> _Stated goal_
Pick out and copy every line in the rows below that contains the word "instance". Case counts.

> _Given data_

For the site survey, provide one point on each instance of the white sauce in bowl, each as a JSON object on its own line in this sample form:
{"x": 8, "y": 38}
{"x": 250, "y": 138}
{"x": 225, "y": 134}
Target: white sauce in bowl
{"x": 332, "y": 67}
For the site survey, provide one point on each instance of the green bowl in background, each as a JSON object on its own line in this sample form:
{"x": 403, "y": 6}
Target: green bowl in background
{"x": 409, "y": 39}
==
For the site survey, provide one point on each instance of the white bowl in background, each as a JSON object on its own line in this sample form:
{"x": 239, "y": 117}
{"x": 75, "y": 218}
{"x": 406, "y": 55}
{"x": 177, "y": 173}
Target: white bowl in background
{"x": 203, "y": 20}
* * *
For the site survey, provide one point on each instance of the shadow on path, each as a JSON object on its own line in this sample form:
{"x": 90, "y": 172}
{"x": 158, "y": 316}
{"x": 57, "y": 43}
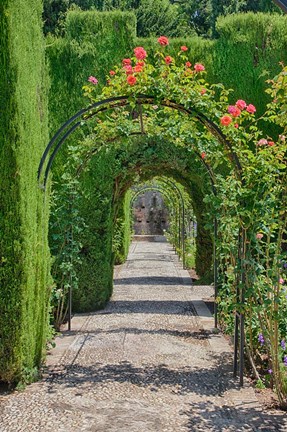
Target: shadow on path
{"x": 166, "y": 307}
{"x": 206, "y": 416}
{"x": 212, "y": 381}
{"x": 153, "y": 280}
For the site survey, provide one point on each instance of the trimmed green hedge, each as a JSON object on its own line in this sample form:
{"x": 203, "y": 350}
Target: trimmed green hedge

> _Complete answer_
For the site survey, provide one point on each instance of the white sauce in bowl, each as a JSON object on its own line in this sample form:
For the site survey, provide one point on each instance of the green bowl in background, each as a JSON object on its own line in this sample form:
For the site survey, provide one point on each instance of the white bowl in background, each as a JSON object on its own line in this sample form:
For the site survey, provide one point on each instance of the shadow on path, each as a JSON object on its own line in this sample form:
For the site survey, provide one point on each instance of the trimmed green hedge, each as a JSON object on its own line in this sample form:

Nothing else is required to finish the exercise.